[[ MATERIAL SUPPLIED open ]]

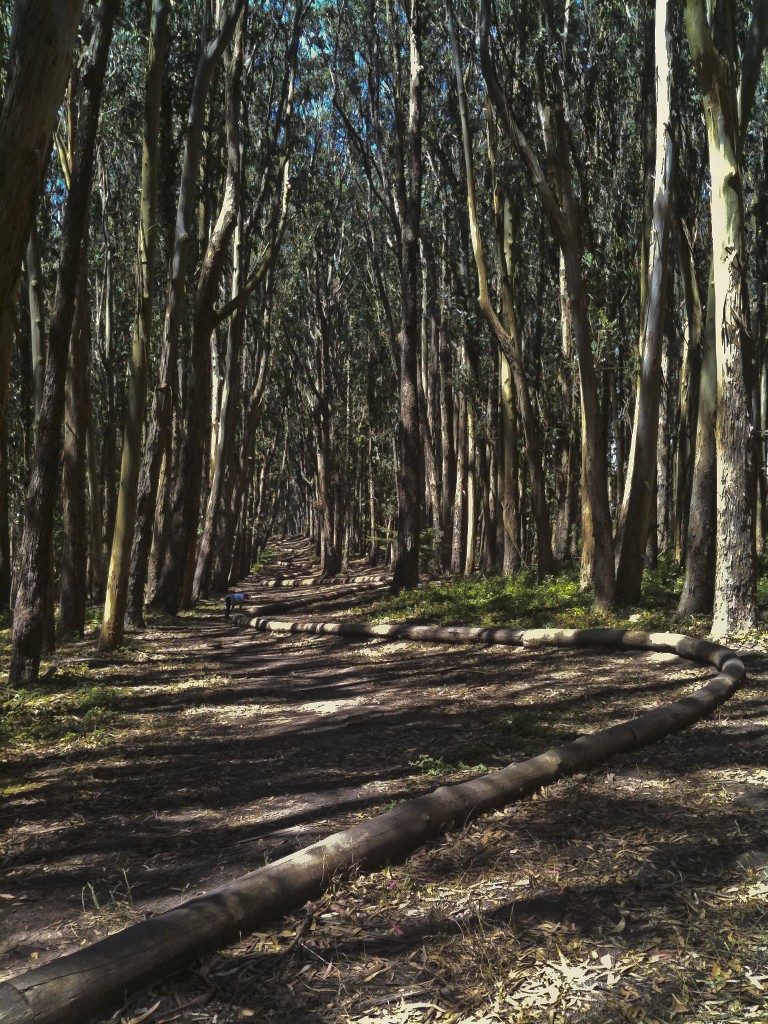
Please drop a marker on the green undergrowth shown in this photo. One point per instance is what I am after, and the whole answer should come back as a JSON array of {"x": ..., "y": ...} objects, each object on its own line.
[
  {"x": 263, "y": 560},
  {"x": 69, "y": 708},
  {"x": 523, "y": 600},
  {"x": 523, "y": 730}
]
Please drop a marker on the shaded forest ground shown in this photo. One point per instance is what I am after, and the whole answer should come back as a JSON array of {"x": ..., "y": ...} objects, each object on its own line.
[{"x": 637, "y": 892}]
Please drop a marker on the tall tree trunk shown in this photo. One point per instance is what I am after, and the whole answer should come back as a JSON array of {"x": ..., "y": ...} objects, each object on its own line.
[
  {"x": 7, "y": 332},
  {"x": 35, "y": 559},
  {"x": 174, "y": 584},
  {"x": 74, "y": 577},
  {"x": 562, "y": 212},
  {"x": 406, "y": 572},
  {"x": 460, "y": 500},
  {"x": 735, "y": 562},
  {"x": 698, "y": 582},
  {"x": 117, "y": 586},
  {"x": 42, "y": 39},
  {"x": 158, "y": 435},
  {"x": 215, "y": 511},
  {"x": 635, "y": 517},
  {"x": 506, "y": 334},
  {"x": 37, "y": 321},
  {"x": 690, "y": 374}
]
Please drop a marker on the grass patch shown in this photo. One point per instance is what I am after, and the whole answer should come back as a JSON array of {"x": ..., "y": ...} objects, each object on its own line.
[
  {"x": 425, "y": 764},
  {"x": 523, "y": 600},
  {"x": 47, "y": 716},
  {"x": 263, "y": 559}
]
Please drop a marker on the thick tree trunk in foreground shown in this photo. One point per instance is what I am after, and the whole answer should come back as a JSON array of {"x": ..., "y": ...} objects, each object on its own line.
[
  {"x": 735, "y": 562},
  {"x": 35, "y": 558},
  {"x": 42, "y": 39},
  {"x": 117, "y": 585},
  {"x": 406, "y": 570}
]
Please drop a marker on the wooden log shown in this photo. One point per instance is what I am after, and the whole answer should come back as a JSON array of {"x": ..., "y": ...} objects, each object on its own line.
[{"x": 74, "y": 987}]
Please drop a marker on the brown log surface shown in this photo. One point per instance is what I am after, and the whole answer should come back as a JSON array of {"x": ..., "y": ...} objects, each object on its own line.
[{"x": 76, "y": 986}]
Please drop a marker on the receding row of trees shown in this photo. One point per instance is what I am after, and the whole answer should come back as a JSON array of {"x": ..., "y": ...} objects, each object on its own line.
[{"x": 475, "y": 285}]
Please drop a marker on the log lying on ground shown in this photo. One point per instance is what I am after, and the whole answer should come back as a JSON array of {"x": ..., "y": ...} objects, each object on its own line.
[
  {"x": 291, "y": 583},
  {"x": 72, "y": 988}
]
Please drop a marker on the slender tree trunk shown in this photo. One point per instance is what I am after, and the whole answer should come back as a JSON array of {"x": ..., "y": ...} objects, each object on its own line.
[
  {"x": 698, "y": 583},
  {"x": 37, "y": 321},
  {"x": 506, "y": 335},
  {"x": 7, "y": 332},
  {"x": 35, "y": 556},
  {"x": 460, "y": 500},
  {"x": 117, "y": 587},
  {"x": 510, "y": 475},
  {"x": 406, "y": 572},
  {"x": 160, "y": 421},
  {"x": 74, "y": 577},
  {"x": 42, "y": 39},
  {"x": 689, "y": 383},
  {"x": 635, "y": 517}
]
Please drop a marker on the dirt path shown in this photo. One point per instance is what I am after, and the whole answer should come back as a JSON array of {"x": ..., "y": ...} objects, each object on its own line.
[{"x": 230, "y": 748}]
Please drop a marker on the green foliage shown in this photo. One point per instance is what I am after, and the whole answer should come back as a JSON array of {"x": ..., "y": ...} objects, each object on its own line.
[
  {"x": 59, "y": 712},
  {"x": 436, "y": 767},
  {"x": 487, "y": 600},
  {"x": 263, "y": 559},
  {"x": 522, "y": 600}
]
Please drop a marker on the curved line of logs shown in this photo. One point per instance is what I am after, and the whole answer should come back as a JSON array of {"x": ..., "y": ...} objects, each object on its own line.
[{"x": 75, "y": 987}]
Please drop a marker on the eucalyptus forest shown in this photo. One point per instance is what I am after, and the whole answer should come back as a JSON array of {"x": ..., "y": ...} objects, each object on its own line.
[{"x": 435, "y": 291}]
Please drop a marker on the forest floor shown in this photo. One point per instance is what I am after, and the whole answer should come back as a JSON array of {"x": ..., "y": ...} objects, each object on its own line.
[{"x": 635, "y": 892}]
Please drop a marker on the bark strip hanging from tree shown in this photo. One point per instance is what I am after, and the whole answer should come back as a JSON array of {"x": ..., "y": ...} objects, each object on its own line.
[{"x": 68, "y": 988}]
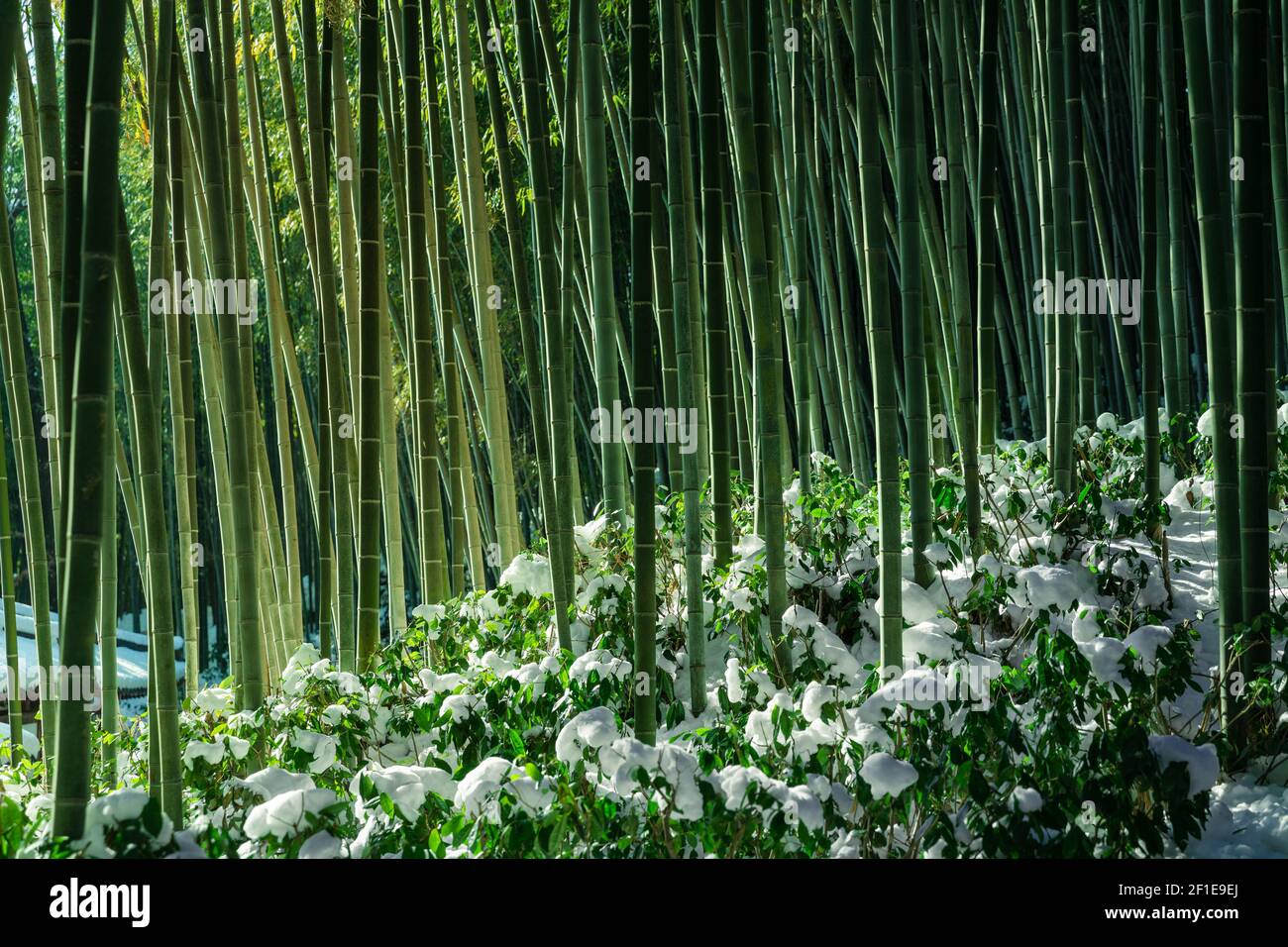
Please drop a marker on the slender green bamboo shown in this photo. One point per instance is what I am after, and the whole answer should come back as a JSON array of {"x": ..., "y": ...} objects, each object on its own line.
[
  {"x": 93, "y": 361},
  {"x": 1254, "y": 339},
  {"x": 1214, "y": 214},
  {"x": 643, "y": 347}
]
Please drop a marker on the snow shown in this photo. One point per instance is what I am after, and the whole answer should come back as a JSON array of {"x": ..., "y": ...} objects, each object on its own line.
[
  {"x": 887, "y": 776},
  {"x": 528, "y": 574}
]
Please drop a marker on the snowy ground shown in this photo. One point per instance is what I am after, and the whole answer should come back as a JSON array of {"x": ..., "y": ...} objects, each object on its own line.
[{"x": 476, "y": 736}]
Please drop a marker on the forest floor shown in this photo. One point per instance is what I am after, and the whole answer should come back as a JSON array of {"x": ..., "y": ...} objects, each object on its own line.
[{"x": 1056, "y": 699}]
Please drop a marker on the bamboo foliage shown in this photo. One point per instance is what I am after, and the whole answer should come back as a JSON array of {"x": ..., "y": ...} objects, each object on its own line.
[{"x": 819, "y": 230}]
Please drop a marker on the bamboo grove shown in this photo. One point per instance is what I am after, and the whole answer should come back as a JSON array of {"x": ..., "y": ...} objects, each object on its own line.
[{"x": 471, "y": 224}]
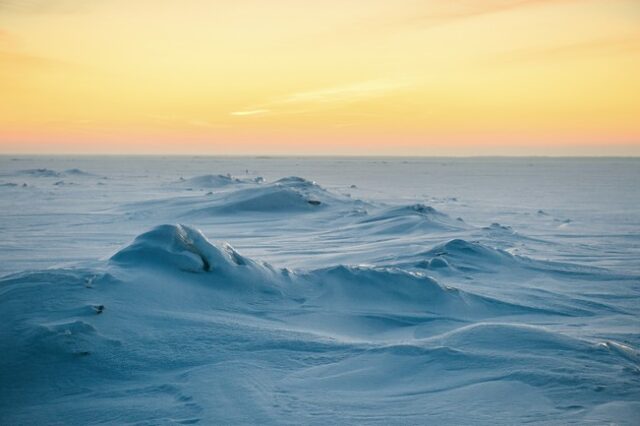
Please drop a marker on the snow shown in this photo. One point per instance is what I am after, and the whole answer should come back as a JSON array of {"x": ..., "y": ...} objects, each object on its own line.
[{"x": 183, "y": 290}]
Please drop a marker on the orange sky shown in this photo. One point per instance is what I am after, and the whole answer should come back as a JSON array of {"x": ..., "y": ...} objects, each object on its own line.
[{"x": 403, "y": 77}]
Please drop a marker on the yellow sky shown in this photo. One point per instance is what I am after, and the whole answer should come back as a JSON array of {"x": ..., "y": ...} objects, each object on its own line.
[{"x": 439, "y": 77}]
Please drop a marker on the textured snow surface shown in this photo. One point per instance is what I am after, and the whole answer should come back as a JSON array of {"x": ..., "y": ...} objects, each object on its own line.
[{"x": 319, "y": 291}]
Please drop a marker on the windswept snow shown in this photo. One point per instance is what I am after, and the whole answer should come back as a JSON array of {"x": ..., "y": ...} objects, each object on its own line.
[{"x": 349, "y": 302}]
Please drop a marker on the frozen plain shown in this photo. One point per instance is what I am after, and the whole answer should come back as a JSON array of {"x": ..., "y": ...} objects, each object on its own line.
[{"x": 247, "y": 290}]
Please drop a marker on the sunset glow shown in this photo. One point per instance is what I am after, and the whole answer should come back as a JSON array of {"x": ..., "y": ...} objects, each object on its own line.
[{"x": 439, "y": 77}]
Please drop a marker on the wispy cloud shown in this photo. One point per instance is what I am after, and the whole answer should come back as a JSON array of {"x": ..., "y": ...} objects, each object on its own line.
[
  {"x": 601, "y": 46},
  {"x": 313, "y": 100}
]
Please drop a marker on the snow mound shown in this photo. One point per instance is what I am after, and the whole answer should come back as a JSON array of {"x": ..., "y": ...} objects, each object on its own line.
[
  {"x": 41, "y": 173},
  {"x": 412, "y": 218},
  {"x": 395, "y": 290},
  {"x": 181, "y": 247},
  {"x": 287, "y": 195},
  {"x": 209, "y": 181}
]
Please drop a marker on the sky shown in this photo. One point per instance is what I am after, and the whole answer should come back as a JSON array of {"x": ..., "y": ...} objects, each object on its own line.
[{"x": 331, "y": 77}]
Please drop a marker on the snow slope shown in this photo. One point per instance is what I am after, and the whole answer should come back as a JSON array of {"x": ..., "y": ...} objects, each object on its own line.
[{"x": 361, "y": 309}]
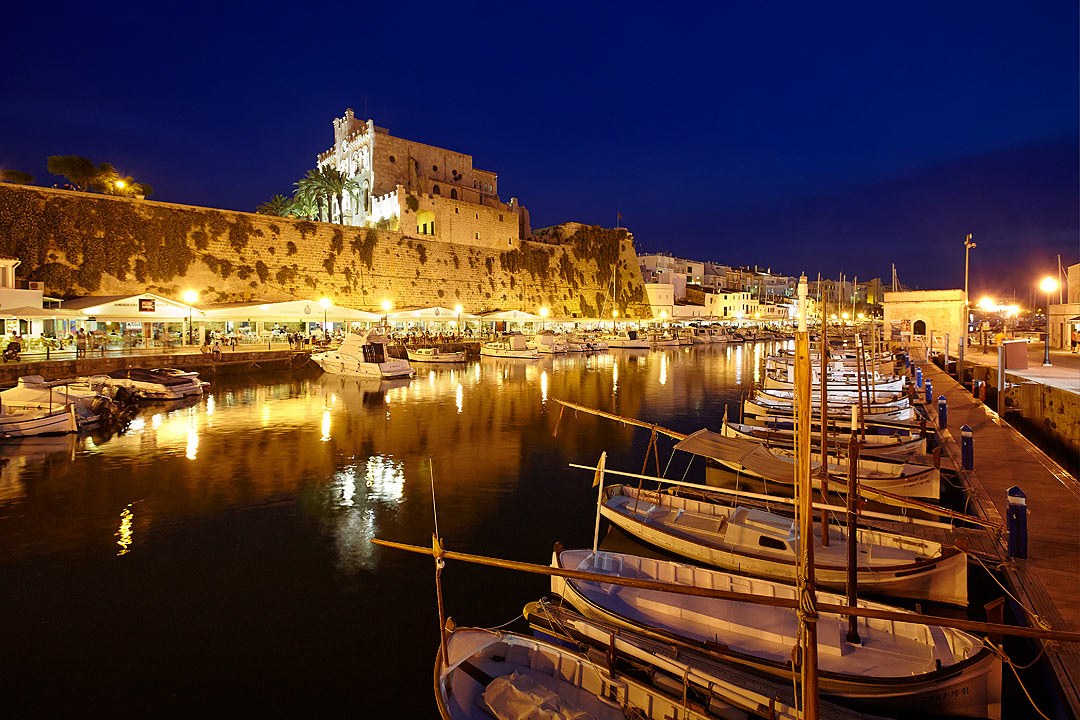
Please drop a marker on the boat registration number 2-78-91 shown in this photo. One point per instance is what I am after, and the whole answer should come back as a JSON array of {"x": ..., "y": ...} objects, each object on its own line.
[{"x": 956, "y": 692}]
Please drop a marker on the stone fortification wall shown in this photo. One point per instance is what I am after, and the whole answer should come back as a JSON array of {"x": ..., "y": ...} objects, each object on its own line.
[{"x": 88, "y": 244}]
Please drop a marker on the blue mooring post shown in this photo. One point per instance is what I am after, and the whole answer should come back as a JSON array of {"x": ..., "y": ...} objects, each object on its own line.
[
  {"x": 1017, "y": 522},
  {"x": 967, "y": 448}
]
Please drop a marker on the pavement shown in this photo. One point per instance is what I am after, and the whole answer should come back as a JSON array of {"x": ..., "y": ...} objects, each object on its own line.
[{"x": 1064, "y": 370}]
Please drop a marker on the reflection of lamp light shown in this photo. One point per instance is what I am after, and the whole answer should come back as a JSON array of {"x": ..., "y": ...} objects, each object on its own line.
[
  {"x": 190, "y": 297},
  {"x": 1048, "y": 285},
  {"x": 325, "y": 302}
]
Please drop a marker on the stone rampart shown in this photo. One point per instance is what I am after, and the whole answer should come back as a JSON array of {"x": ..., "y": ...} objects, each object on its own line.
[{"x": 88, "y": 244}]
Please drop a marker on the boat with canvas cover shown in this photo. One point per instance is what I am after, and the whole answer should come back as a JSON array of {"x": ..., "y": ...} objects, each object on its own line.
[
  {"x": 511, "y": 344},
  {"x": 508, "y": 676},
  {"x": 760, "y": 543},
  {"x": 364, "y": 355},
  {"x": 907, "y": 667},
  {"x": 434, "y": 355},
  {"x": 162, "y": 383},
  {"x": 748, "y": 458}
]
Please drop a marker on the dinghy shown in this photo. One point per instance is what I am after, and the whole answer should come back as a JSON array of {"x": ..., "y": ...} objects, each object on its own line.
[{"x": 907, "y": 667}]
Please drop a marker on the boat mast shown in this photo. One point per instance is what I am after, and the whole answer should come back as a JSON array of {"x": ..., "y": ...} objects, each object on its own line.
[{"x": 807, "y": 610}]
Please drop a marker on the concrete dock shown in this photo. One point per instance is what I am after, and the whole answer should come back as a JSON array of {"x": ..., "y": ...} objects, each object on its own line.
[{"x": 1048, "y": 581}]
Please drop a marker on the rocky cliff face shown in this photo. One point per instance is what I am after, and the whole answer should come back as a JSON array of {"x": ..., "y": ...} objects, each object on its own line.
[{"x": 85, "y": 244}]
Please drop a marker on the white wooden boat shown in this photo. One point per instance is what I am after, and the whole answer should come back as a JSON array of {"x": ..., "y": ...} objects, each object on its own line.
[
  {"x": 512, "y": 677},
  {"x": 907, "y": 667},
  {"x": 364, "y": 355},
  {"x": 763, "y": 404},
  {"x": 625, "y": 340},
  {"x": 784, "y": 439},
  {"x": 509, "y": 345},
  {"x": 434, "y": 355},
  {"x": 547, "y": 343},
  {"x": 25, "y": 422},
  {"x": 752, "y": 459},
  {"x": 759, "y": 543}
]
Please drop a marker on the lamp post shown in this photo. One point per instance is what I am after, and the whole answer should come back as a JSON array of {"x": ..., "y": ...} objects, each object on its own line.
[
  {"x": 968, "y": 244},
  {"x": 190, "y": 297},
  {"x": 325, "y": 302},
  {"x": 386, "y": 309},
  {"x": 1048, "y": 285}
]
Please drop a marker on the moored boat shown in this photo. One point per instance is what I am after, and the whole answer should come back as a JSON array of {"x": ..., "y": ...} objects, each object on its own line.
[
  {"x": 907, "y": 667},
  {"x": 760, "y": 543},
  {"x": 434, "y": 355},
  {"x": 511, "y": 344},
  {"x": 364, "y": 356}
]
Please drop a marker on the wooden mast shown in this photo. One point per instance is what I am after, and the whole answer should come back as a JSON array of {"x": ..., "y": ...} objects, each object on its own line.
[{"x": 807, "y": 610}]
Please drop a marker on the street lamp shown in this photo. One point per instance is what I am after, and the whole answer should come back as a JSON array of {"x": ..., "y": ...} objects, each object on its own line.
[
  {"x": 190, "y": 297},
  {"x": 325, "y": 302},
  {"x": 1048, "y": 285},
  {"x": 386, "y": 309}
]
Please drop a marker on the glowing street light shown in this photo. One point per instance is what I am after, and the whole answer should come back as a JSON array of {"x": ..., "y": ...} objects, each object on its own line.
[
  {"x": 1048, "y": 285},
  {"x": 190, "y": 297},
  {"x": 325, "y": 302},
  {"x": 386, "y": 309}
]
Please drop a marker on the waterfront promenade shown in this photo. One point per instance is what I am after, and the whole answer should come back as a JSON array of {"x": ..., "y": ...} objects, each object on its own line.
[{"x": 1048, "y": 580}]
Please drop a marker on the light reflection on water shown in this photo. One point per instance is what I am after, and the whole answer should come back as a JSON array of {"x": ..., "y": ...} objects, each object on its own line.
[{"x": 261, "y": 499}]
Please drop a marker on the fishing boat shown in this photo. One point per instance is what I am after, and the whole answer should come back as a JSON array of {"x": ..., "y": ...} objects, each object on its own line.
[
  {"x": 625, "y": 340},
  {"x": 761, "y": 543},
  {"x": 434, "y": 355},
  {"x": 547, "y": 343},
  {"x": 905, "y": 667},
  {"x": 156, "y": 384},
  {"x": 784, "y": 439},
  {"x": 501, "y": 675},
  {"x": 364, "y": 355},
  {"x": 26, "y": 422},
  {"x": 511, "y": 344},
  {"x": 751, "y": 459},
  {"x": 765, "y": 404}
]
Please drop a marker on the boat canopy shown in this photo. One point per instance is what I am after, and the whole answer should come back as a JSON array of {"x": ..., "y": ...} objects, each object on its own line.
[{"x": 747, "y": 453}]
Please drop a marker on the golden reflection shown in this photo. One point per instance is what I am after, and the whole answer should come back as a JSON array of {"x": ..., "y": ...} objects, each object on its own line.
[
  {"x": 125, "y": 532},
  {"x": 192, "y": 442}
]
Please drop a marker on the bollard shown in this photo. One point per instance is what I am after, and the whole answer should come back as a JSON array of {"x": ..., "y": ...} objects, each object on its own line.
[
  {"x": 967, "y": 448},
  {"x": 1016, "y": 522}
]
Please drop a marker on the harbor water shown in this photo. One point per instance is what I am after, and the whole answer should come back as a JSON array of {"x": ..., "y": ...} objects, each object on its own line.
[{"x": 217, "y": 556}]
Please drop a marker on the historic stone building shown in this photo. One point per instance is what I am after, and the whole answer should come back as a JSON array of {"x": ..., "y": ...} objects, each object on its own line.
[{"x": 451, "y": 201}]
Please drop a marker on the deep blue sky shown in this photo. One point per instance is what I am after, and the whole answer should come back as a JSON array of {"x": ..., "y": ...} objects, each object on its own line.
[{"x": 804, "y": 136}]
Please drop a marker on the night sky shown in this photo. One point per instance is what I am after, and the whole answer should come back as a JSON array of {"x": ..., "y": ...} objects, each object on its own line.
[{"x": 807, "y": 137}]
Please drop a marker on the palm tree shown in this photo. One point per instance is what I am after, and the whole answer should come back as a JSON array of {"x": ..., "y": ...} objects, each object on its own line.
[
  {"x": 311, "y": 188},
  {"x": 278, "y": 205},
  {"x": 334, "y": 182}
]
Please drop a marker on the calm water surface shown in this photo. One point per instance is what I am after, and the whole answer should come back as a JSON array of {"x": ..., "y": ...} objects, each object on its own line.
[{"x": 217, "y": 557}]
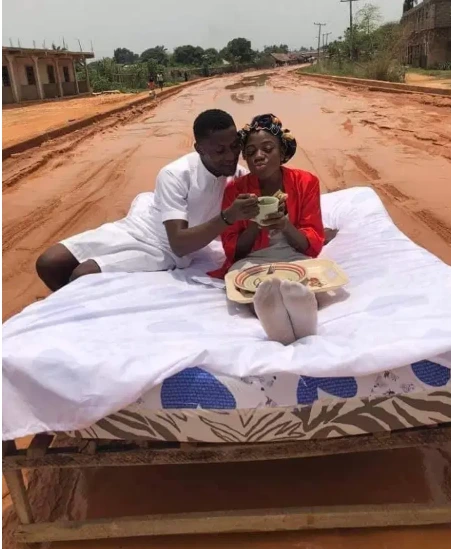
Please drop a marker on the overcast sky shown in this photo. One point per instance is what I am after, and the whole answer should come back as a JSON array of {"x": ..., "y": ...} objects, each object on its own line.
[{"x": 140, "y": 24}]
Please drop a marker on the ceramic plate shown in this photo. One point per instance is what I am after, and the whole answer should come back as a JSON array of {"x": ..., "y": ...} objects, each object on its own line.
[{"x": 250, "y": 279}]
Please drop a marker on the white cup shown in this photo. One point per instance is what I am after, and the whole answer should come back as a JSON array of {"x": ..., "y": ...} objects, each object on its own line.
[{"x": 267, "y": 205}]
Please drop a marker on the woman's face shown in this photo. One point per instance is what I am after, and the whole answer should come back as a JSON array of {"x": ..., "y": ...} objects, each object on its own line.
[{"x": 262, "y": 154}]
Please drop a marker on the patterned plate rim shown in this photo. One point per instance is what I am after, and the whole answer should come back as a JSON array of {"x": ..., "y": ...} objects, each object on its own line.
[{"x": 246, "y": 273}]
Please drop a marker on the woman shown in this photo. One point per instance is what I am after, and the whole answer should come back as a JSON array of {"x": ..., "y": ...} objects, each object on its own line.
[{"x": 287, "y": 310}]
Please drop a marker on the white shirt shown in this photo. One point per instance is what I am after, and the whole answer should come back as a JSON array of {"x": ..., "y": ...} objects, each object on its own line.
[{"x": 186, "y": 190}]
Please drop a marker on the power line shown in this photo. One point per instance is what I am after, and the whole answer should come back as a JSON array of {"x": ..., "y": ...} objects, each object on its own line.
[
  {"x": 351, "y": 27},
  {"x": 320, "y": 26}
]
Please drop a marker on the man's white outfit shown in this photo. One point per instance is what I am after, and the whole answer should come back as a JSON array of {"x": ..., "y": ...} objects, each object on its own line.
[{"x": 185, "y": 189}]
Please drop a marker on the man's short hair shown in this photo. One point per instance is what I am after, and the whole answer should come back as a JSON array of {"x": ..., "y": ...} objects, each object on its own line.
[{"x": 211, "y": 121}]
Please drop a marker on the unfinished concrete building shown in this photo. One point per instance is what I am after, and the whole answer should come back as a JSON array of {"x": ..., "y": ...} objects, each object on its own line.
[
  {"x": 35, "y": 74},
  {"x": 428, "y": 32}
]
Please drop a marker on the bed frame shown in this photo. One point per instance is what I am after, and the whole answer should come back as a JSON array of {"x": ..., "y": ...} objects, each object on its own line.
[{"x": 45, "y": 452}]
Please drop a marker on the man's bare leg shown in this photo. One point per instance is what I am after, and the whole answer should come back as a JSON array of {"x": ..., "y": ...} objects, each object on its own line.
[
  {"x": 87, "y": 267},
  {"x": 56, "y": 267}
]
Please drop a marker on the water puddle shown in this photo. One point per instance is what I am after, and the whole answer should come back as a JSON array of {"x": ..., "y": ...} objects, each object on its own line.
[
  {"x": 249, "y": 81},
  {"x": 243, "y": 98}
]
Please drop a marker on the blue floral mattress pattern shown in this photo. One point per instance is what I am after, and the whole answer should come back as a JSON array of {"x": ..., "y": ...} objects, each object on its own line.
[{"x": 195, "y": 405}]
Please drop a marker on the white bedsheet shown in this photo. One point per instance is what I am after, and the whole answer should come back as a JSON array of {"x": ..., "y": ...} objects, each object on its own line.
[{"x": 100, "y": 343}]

[[ MATERIAL SUPPLIED closed ]]

--- EXERCISE AIM ---
When you reach the line containing "Please drop a marker on the blue floral" in the data above, retype it and each line after it through the final one, exactly as written.

--- TASK RESPONSE ---
Please drop a marker on the blue floral mattress pattern shown in this photo. One point per instance is what I am after, and the whole answer should come back as a JSON array of {"x": ..., "y": ...} objects, each object on its own line.
[{"x": 195, "y": 405}]
Please drop a marker on the white bedsheet shown in this photo. One point per instance is what I am after, and the whole answer should come back as a JSON array of {"x": ..., "y": ...} objects, each object on its own line.
[{"x": 100, "y": 343}]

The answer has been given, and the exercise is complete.